• **WORK INSTRUCTIONS**
Leave no picture in, and give every entry again exactly.

(EXERCISE DATA)

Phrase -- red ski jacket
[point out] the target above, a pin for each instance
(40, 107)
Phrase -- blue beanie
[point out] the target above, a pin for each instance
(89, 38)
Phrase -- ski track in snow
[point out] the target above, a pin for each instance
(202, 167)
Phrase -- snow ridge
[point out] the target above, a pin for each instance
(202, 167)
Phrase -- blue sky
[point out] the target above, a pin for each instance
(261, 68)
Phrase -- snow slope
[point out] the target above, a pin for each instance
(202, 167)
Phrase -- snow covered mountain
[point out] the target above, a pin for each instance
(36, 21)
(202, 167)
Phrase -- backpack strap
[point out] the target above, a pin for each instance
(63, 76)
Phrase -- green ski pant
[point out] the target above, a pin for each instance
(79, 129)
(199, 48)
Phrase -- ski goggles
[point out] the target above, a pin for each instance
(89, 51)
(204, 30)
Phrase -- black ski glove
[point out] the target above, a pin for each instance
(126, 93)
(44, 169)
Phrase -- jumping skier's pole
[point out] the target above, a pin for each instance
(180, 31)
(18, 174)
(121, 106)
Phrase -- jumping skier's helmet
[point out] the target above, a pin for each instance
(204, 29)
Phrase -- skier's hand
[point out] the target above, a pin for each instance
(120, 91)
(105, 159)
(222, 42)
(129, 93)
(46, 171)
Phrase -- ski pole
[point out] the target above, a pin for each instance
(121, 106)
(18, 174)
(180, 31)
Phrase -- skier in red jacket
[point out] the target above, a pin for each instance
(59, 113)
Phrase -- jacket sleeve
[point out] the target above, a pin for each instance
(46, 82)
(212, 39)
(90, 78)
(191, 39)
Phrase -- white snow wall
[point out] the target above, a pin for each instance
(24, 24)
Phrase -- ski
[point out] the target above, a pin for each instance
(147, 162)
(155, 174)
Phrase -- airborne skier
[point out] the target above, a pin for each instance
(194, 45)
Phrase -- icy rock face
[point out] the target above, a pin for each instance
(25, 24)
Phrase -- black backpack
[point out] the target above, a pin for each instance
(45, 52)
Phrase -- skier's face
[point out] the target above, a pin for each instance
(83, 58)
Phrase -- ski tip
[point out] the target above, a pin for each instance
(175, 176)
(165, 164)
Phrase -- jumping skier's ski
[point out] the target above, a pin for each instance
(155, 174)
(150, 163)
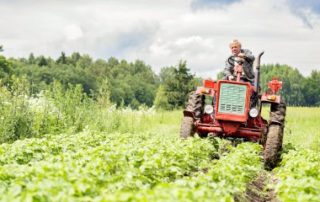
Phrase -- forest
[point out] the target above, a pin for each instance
(135, 84)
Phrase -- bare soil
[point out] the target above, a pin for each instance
(257, 190)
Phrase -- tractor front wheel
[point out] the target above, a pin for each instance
(187, 127)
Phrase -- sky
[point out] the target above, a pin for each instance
(163, 32)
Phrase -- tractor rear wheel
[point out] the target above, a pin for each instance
(273, 144)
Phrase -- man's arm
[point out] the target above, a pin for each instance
(228, 70)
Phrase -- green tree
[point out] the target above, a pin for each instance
(161, 100)
(178, 85)
(311, 89)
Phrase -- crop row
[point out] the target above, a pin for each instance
(86, 165)
(299, 176)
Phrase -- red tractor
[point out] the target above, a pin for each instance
(232, 109)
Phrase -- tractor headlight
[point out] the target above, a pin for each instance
(254, 112)
(208, 109)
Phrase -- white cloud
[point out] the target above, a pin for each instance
(161, 32)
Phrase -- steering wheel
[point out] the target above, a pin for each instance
(232, 59)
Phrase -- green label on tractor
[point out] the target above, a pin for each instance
(232, 98)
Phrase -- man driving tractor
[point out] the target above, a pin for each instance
(245, 57)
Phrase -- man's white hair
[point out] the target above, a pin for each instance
(235, 42)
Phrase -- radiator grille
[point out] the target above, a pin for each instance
(232, 98)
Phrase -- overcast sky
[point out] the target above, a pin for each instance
(162, 32)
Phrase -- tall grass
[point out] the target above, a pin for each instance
(70, 110)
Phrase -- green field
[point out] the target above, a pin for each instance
(137, 156)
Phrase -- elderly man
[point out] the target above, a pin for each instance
(247, 58)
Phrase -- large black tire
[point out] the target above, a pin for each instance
(273, 144)
(187, 127)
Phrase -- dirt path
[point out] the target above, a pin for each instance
(257, 190)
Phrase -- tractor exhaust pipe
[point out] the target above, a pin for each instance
(257, 72)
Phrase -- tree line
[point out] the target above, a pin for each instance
(135, 84)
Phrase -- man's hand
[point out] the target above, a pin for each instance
(241, 55)
(230, 78)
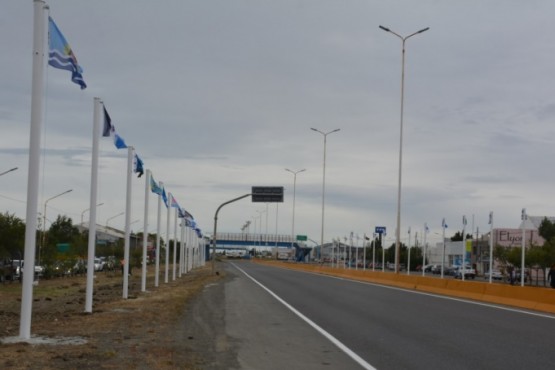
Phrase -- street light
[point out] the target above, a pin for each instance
(119, 214)
(398, 230)
(325, 134)
(44, 219)
(88, 209)
(294, 192)
(10, 170)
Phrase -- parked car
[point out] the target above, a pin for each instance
(469, 273)
(98, 264)
(495, 275)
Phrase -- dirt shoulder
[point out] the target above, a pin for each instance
(142, 332)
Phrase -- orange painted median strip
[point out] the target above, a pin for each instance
(533, 298)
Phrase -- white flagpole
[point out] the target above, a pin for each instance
(130, 154)
(174, 267)
(425, 247)
(490, 244)
(408, 257)
(97, 114)
(181, 235)
(167, 239)
(39, 31)
(464, 249)
(158, 230)
(145, 231)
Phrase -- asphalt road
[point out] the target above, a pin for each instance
(358, 325)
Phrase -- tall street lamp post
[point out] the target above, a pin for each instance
(119, 214)
(10, 170)
(88, 209)
(398, 230)
(44, 219)
(325, 135)
(294, 195)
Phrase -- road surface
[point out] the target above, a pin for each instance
(265, 317)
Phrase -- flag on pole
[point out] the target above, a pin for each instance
(61, 56)
(173, 202)
(154, 187)
(119, 142)
(108, 129)
(165, 197)
(139, 166)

(End EXERCISE DATA)

• **ANSWER BOX**
Phrase -- red ski jacket
[point out] the target above, a pin for each instance
(40, 107)
Phrase -- blue beanie
[point out] the target above, a pin for each instance
(89, 38)
Phrase -- ski track in snow
[point out] the target above, a pin for each instance
(202, 167)
Phrase -- snow ridge
[point out] the target above, a pin for each instance
(202, 167)
Phrase -- blue sky
[point out] the target above, a pin for each instance
(261, 68)
Phrase -- snow slope
[point out] the target above, a pin for each instance
(202, 167)
Phrase -- snow covered mountain
[point out] the target above, a pin for each instance
(36, 21)
(202, 167)
Phrase -- backpack strap
[point out] the target above, a pin for each instance
(63, 76)
Phrase -- green ski pant
[point out] the target above, a pin for each instance
(79, 129)
(199, 48)
Phrase -- ski goggles
[point out] the target above, a pin for each instance
(89, 51)
(204, 30)
Phrase -- black ski glove
[point out] the target above, a pin for each instance
(126, 93)
(44, 169)
Phrase -- jumping skier's pole
[point out] the target above, a pin for each instance
(180, 31)
(18, 174)
(121, 106)
Phrase -- jumping skier's helmet
[point out] the target above, a pin for each instance
(204, 29)
Phrase -- skier's hand
[point out] the target above, a pin for each instance
(120, 91)
(105, 159)
(222, 42)
(129, 93)
(46, 171)
Phrase -- ski pole
[point out] the target above, a pin for each instance
(121, 106)
(18, 174)
(180, 31)
Phrase -- skier in red jacket
[point out] the target above, a pin for each instance
(59, 113)
Phrase -- jacket sleeve
[point out] the target above, a pin for each instance
(46, 82)
(212, 39)
(90, 78)
(191, 39)
Phrase -- white snow wall
[point out] the target above, a pin for each instance
(24, 24)
Phrase -- ski
[point out] the target above, a pin for each instance
(147, 162)
(155, 174)
Phrase -- airborne skier
[point out] the target above, a pin for each instance
(194, 45)
Phrase -- icy rock face
[point out] the target above, a pin for each instance
(25, 24)
Phrase -- black backpack
[point out] the target above, a pin for each instance
(45, 52)
Phrase -- skier's face
[point out] the target above, a pin for each instance
(83, 58)
Phrase -- ski tip
[point out] the target above, a pin for each instance
(175, 176)
(165, 164)
Phrase -- jumping skier's ski
[point out] the target above, a pin for each instance
(155, 174)
(150, 163)
Phrase -- forest
[point out] the target above, a pin for each instance
(135, 84)
Phrase -- bare soil
[point out] the target above, a pin for each instance
(257, 190)
Phrase -- tractor front wheel
[point out] the target above, a pin for each instance
(187, 127)
Phrase -- sky
[point out] the target above, a pin for each instance
(163, 32)
Phrase -- tractor rear wheel
[point out] the target above, a pin for each instance
(273, 144)
Phrase -- man's arm
[point out] the target above, a pin for each instance
(228, 70)
Phrase -- green tree
[point out] the target above, a pin for each instance
(161, 100)
(178, 85)
(311, 89)
Phrase -- crop row
[point out] the target above, a pin for each instance
(86, 165)
(299, 176)
Phrase -- red tractor
[point out] the target above, a pin for each instance
(232, 109)
Phrase -- tractor headlight
[point out] the target above, a pin for each instance
(254, 112)
(208, 109)
Phrase -- white cloud
[point out] the target above, a pin for each instance
(161, 32)
Phrase -- steering wheel
[point out] the target above, a pin for each instance
(232, 59)
Phrase -- green label on tractor
[point out] the target above, a pin for each instance
(232, 98)
Phrase -- man driving tractor
[point out] the target above, a pin for each instance
(245, 57)
Phrase -- man's white hair
[point out] the target above, a pin for each instance
(235, 42)
Phrase -- radiator grille
[point out] the target above, a pin for each instance
(232, 98)
Phrase -- overcast sky
[point out] the target above, a pin for each instance
(162, 32)
Phrase -- tall grass
[point out] the target above, a pin for each instance
(70, 110)
Phrase -- green field
[point out] the target above, a pin for each instance
(137, 156)
Phrase -- elderly man
[point out] the target above, a pin for each instance
(247, 58)
Phrase -- large black tire
[point out] the target above, a pin for each instance
(273, 144)
(187, 127)
Phrase -- dirt path
[point out] the target above, a pin for each instance
(257, 190)
Phrase -- tractor exhaust pipe
[point out] the target above, a pin for each instance
(257, 72)
Phrase -- tree line
[point out] the target above, a pin for each instance
(135, 84)
Phrase -- man's hand
[point out] the target above, a pin for each instance
(241, 55)
(230, 78)
Phrase -- street light
[point out] the target above, a pin for each instance
(119, 214)
(398, 230)
(325, 134)
(44, 219)
(88, 209)
(294, 192)
(10, 170)
Phrase -- parked car
[point out] the target above, a pin for each instance
(469, 273)
(98, 264)
(495, 275)
Phrase -- dirt shoulder
[point out] the target above, a pin for each instance
(142, 332)
Phrase -- orange painted median strip
[point out] the target above, a pin for each instance
(533, 298)
Phrase -- white flagpole
[point out] the target above, a pin for each instance
(130, 154)
(174, 267)
(425, 247)
(490, 244)
(408, 257)
(97, 114)
(181, 235)
(167, 239)
(39, 31)
(464, 249)
(158, 230)
(145, 231)
Phrase -- asphalt road
[point out] the target above, a pin for each instance
(358, 325)
Phrase -- tall street lamp post
[point out] the target above, a pin for each instance
(119, 214)
(10, 170)
(88, 209)
(398, 230)
(44, 219)
(325, 135)
(294, 195)
Phrase -- road surface
[point out] the target above, a pin for each instance
(265, 317)
Phrase -- flag on pole
[point out] the target above, a pin for each instance
(61, 56)
(173, 202)
(154, 187)
(119, 142)
(108, 129)
(165, 197)
(139, 166)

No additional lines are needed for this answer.